## Task statement
Exact copies of all entries are needed. Pictures are to be left out.

## Records for this exercise
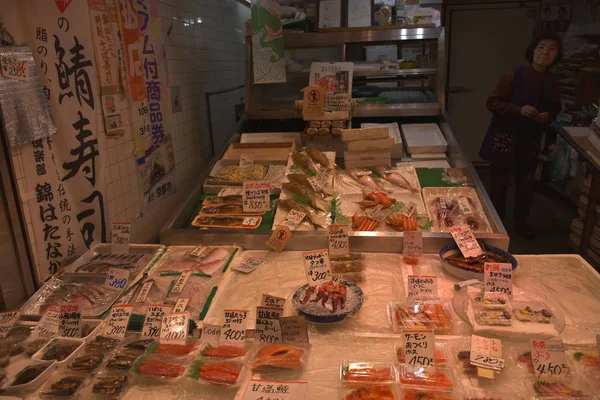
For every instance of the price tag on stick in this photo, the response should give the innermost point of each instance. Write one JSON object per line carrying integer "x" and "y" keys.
{"x": 466, "y": 241}
{"x": 117, "y": 321}
{"x": 70, "y": 321}
{"x": 116, "y": 279}
{"x": 234, "y": 328}
{"x": 339, "y": 244}
{"x": 120, "y": 237}
{"x": 7, "y": 320}
{"x": 497, "y": 278}
{"x": 174, "y": 327}
{"x": 153, "y": 320}
{"x": 549, "y": 359}
{"x": 422, "y": 287}
{"x": 317, "y": 267}
{"x": 267, "y": 328}
{"x": 419, "y": 347}
{"x": 486, "y": 353}
{"x": 255, "y": 196}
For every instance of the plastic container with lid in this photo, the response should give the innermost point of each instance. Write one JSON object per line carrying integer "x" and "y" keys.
{"x": 360, "y": 372}
{"x": 31, "y": 377}
{"x": 429, "y": 379}
{"x": 108, "y": 385}
{"x": 222, "y": 373}
{"x": 65, "y": 385}
{"x": 441, "y": 356}
{"x": 427, "y": 314}
{"x": 59, "y": 349}
{"x": 157, "y": 368}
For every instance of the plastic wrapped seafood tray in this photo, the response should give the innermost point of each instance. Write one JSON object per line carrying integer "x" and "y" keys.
{"x": 448, "y": 207}
{"x": 86, "y": 290}
{"x": 99, "y": 259}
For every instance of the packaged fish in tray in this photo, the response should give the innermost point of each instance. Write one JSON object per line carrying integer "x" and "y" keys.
{"x": 440, "y": 380}
{"x": 370, "y": 392}
{"x": 59, "y": 349}
{"x": 108, "y": 385}
{"x": 421, "y": 315}
{"x": 223, "y": 373}
{"x": 359, "y": 373}
{"x": 30, "y": 377}
{"x": 225, "y": 351}
{"x": 149, "y": 367}
{"x": 65, "y": 385}
{"x": 440, "y": 356}
{"x": 86, "y": 290}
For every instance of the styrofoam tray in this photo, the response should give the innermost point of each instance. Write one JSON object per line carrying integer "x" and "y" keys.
{"x": 424, "y": 138}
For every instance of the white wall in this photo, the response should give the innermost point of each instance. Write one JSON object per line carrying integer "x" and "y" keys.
{"x": 205, "y": 53}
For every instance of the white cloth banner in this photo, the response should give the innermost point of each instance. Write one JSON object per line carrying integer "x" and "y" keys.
{"x": 65, "y": 175}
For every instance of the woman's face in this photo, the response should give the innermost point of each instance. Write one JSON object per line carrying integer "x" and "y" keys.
{"x": 545, "y": 53}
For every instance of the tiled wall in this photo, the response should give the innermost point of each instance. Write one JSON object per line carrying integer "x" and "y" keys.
{"x": 205, "y": 53}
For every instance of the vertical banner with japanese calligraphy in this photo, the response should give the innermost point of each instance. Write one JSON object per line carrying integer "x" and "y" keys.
{"x": 63, "y": 174}
{"x": 147, "y": 78}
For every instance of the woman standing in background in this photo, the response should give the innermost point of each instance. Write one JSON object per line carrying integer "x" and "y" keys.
{"x": 524, "y": 102}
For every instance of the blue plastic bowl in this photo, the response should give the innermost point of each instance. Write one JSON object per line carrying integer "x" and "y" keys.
{"x": 452, "y": 248}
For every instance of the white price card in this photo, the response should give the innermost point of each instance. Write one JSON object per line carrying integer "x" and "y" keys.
{"x": 117, "y": 321}
{"x": 419, "y": 347}
{"x": 181, "y": 281}
{"x": 413, "y": 243}
{"x": 274, "y": 390}
{"x": 249, "y": 264}
{"x": 272, "y": 301}
{"x": 339, "y": 244}
{"x": 181, "y": 304}
{"x": 211, "y": 333}
{"x": 246, "y": 159}
{"x": 293, "y": 219}
{"x": 464, "y": 206}
{"x": 497, "y": 278}
{"x": 255, "y": 196}
{"x": 13, "y": 68}
{"x": 466, "y": 241}
{"x": 198, "y": 251}
{"x": 48, "y": 325}
{"x": 409, "y": 209}
{"x": 234, "y": 328}
{"x": 153, "y": 320}
{"x": 294, "y": 330}
{"x": 549, "y": 359}
{"x": 7, "y": 320}
{"x": 317, "y": 267}
{"x": 174, "y": 327}
{"x": 70, "y": 321}
{"x": 144, "y": 292}
{"x": 120, "y": 237}
{"x": 279, "y": 238}
{"x": 116, "y": 279}
{"x": 267, "y": 328}
{"x": 422, "y": 287}
{"x": 486, "y": 353}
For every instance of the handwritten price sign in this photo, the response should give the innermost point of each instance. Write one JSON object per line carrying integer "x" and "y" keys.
{"x": 317, "y": 267}
{"x": 255, "y": 196}
{"x": 116, "y": 324}
{"x": 120, "y": 237}
{"x": 12, "y": 68}
{"x": 549, "y": 359}
{"x": 153, "y": 320}
{"x": 339, "y": 244}
{"x": 419, "y": 347}
{"x": 116, "y": 279}
{"x": 234, "y": 328}
{"x": 497, "y": 278}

## Response box
For every instance of the price tag on stick in this photo, the response should give the innermost point of each instance. Write one JSON object per line carrying integer "x" and "y" keys.
{"x": 466, "y": 241}
{"x": 117, "y": 321}
{"x": 70, "y": 321}
{"x": 116, "y": 279}
{"x": 234, "y": 328}
{"x": 339, "y": 244}
{"x": 120, "y": 237}
{"x": 7, "y": 320}
{"x": 497, "y": 278}
{"x": 174, "y": 327}
{"x": 153, "y": 320}
{"x": 549, "y": 359}
{"x": 422, "y": 287}
{"x": 317, "y": 267}
{"x": 267, "y": 328}
{"x": 419, "y": 347}
{"x": 486, "y": 353}
{"x": 255, "y": 196}
For every instance of the plastic container with lid in this photo, the response should give the innermost point of each instance. Write one JSON object per line carrying integer "x" and "y" keys.
{"x": 360, "y": 372}
{"x": 31, "y": 377}
{"x": 429, "y": 379}
{"x": 108, "y": 385}
{"x": 222, "y": 373}
{"x": 65, "y": 385}
{"x": 441, "y": 356}
{"x": 427, "y": 314}
{"x": 59, "y": 349}
{"x": 157, "y": 368}
For every instance of the plastic wrapped seafood tray in this photo, the response should give the innermost point of each instance. Write one JSON object per line carrying integer "x" and "y" keys.
{"x": 448, "y": 207}
{"x": 86, "y": 290}
{"x": 99, "y": 259}
For every instance of the packaged fish in tray in this photo, the response should give the innermost point of each instance. Write one JSON object per line carrying integer "x" and "y" keys.
{"x": 440, "y": 380}
{"x": 370, "y": 392}
{"x": 59, "y": 349}
{"x": 108, "y": 385}
{"x": 421, "y": 315}
{"x": 223, "y": 373}
{"x": 359, "y": 373}
{"x": 30, "y": 377}
{"x": 225, "y": 351}
{"x": 149, "y": 367}
{"x": 65, "y": 385}
{"x": 440, "y": 356}
{"x": 86, "y": 290}
For every instance of the styrofoam tray in this photo, the response should give the innermost point of each instance. Write one JSON object per line carrying integer "x" and "y" keys.
{"x": 424, "y": 138}
For every instance of the white wall in this photo, the response should give the innermost point of each instance. Write one JSON object per line carrying integer "x" and "y" keys.
{"x": 205, "y": 53}
For every instance of the white cloth banner in this photo, the response should give the innermost point of each instance. Write one JSON object per line carrying integer "x" and "y" keys.
{"x": 65, "y": 175}
For every instance of the woman's face in this photo, the response should give the innermost point of each instance. Write one JSON object per line carrying integer "x" and "y" keys.
{"x": 545, "y": 53}
For every instance of the tiled wall in this photo, the response should give the innermost point of each instance. Write one JSON object per line carrying integer "x" and "y" keys.
{"x": 205, "y": 53}
For every instance of the vertical banner with japanese calligraphy in this photo, the response should give the innermost point of each instance. Write one JSON object per line carrying integer "x" and "y" keys.
{"x": 63, "y": 174}
{"x": 147, "y": 78}
For every instance of the woman standing in background in this photo, the response should give the innermost point of each instance. Write one JSON object per line carrying integer "x" and "y" keys.
{"x": 524, "y": 102}
For every instance of the blue plastic bowl in this photo, the response should give the innermost point of each instance. Write one JSON object per line carrying integer "x" and "y" keys.
{"x": 452, "y": 248}
For every instance of the white price card in this photo, the response should give the innermost point of each instance. Write one JSON object per line carrying integer "x" and "y" keys.
{"x": 117, "y": 321}
{"x": 419, "y": 347}
{"x": 181, "y": 281}
{"x": 413, "y": 243}
{"x": 274, "y": 390}
{"x": 249, "y": 264}
{"x": 272, "y": 301}
{"x": 339, "y": 244}
{"x": 181, "y": 304}
{"x": 211, "y": 333}
{"x": 246, "y": 159}
{"x": 293, "y": 219}
{"x": 464, "y": 206}
{"x": 497, "y": 278}
{"x": 255, "y": 196}
{"x": 13, "y": 68}
{"x": 466, "y": 241}
{"x": 198, "y": 251}
{"x": 48, "y": 325}
{"x": 409, "y": 209}
{"x": 234, "y": 328}
{"x": 153, "y": 320}
{"x": 294, "y": 330}
{"x": 549, "y": 359}
{"x": 7, "y": 320}
{"x": 317, "y": 267}
{"x": 174, "y": 327}
{"x": 70, "y": 321}
{"x": 144, "y": 292}
{"x": 120, "y": 237}
{"x": 279, "y": 238}
{"x": 116, "y": 279}
{"x": 267, "y": 328}
{"x": 422, "y": 287}
{"x": 486, "y": 353}
For every instance of the handwritten price sign in this photo, the response should give the innermost point of each instance. Write one JSON object per line carrying integer "x" and "y" keys.
{"x": 317, "y": 267}
{"x": 255, "y": 196}
{"x": 116, "y": 324}
{"x": 120, "y": 237}
{"x": 12, "y": 68}
{"x": 549, "y": 359}
{"x": 153, "y": 320}
{"x": 339, "y": 244}
{"x": 419, "y": 347}
{"x": 116, "y": 279}
{"x": 234, "y": 328}
{"x": 497, "y": 278}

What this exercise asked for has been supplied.